→ Short exercise
Reproduce the entries starting at the beginning and ending at the line containing "POLYGON ((3 320, 478", with "instance" changed to "occurrence" and nothing else altered. Leave the pictures out.

[Stored items from a collection]
○ ○ ○
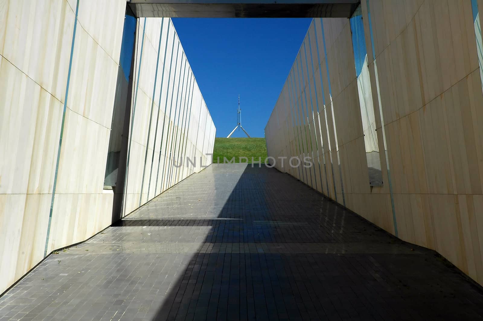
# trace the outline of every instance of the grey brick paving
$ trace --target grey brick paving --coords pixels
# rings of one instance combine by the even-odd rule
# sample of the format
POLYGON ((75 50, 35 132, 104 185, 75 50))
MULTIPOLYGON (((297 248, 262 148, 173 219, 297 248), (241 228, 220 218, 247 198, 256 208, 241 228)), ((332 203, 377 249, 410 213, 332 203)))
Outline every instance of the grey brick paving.
POLYGON ((3 320, 478 320, 481 288, 287 174, 216 164, 0 297, 3 320))

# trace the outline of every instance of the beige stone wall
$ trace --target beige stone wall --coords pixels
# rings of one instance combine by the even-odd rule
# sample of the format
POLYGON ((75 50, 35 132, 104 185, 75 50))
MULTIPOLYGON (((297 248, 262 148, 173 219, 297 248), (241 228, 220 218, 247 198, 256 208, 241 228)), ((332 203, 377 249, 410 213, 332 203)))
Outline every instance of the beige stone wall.
POLYGON ((369 7, 375 63, 362 1, 383 185, 368 182, 349 19, 314 20, 297 58, 305 79, 299 85, 296 60, 266 128, 269 154, 313 153, 311 170, 276 166, 483 284, 483 93, 471 2, 370 0, 369 7))
MULTIPOLYGON (((113 191, 103 189, 103 185, 126 5, 125 0, 79 1, 49 229, 77 1, 0 0, 0 292, 44 257, 48 230, 47 254, 85 240, 111 223, 113 191)), ((156 135, 154 124, 150 128, 148 122, 161 23, 161 19, 156 18, 146 23, 126 214, 139 206, 146 148, 152 151, 156 135)), ((165 19, 165 28, 171 23, 165 19)), ((170 37, 174 34, 172 25, 171 30, 170 37)), ((174 41, 179 41, 177 37, 174 41)), ((135 77, 138 72, 139 70, 135 77)), ((214 126, 191 76, 190 129, 185 122, 176 122, 178 117, 189 118, 183 105, 184 116, 176 114, 175 119, 167 120, 172 123, 170 131, 160 124, 158 129, 166 132, 173 148, 184 144, 185 152, 173 151, 179 156, 170 158, 175 162, 182 154, 199 156, 213 150, 214 126), (197 135, 199 127, 203 131, 197 135)), ((176 83, 175 90, 181 96, 178 80, 172 75, 163 86, 176 83)), ((166 96, 164 89, 161 92, 166 96)), ((184 98, 181 101, 185 101, 184 98)), ((178 109, 182 105, 179 102, 178 109)), ((160 119, 164 117, 164 106, 160 119)), ((168 111, 174 111, 175 102, 169 102, 168 106, 168 111)), ((154 148, 156 165, 161 142, 158 137, 154 148)), ((169 157, 165 157, 164 150, 161 153, 166 162, 169 157)), ((150 169, 151 156, 147 168, 150 169)), ((145 178, 142 204, 202 169, 199 162, 196 167, 182 167, 172 174, 172 164, 166 167, 170 175, 160 179, 158 188, 152 186, 149 195, 145 178)))
POLYGON ((139 22, 139 34, 144 29, 144 38, 143 44, 142 37, 137 41, 125 213, 202 169, 200 157, 203 166, 211 164, 206 154, 214 142, 214 125, 171 20, 145 19, 145 27, 144 18, 139 22), (186 157, 196 159, 196 167, 186 157))

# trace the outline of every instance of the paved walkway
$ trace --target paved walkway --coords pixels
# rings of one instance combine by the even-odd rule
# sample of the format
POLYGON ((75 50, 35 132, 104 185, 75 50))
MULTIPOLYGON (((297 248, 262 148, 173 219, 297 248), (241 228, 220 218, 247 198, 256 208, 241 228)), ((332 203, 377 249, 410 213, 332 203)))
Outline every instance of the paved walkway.
POLYGON ((272 168, 214 165, 53 254, 0 320, 475 320, 483 295, 272 168))

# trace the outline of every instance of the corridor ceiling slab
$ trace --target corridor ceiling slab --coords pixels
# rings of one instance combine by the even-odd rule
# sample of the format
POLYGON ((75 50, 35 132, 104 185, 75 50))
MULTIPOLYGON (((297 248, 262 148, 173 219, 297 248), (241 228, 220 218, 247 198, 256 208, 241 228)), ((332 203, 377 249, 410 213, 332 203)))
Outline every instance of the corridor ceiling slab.
POLYGON ((136 17, 349 18, 359 0, 128 0, 136 17))

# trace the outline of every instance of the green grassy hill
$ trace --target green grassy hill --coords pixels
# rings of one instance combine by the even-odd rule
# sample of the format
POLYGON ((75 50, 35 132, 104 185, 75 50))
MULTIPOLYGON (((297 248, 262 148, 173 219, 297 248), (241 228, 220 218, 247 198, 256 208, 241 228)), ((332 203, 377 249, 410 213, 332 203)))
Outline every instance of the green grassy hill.
POLYGON ((252 162, 252 157, 254 162, 258 162, 258 157, 261 157, 263 163, 267 158, 265 139, 216 137, 214 139, 213 163, 218 163, 219 157, 220 163, 223 162, 224 157, 228 161, 234 157, 235 163, 240 163, 240 157, 248 158, 248 163, 252 162))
○ ○ ○
→ Exercise solution
# trace the outline of every occurrence of the grey brick paving
$ trace --target grey brick paving --coords pixels
# rings of one occurrence combine by the even-odd rule
# sample of the format
POLYGON ((75 50, 35 132, 104 185, 75 50))
MULTIPOLYGON (((297 248, 262 148, 173 219, 297 248), (241 228, 220 218, 247 198, 256 208, 241 228)), ((332 203, 377 249, 410 213, 332 203)))
Outline every occurrence of the grey brick paving.
POLYGON ((3 320, 478 320, 481 288, 287 174, 216 164, 0 297, 3 320))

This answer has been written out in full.